## [Record extracts]

▬▬▬▬▬▬

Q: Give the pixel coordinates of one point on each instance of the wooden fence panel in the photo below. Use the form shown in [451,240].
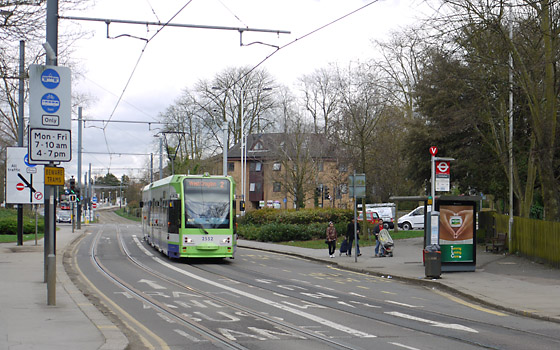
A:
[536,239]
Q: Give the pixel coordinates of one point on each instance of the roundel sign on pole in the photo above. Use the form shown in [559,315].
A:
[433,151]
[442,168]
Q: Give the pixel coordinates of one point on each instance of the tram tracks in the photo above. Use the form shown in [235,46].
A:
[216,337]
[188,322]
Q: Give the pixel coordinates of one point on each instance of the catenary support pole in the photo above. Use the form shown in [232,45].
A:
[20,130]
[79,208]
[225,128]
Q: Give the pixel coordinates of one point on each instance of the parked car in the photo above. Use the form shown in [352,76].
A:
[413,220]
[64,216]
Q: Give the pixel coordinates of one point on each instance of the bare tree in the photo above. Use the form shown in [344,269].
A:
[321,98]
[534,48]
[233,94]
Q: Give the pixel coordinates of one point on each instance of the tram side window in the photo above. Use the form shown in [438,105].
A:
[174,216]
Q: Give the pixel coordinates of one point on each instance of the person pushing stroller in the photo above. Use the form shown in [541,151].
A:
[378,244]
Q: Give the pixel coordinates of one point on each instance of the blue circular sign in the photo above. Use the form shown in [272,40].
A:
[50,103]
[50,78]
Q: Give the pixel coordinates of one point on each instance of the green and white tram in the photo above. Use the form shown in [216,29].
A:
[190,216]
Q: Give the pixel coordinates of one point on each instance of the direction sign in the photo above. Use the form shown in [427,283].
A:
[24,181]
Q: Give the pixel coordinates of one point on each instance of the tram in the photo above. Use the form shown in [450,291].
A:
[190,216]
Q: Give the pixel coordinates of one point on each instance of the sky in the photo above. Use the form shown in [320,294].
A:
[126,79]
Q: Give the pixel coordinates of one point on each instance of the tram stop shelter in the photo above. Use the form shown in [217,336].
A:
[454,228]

▬▬▬▬▬▬

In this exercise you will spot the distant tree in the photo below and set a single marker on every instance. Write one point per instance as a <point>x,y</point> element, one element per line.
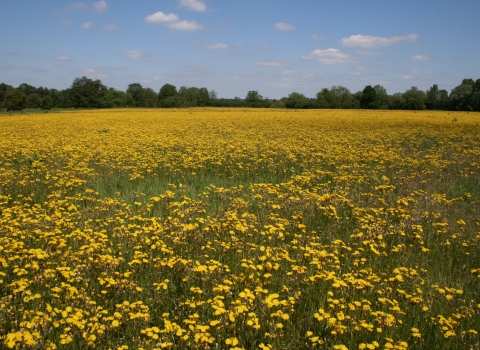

▬▬▬▬▬▬

## [Aim of the task]
Set out every line from the material that contains the string "pole".

## [Response below]
Q: Give the pixel coordinates of one point on each instance of the roundel sign on pole in the photo above. Use the form shown in [559,315].
Q: Give the pixel coordinates of one point on each instance of the catenary support pole in the photo above. Use the form shown in [232,45].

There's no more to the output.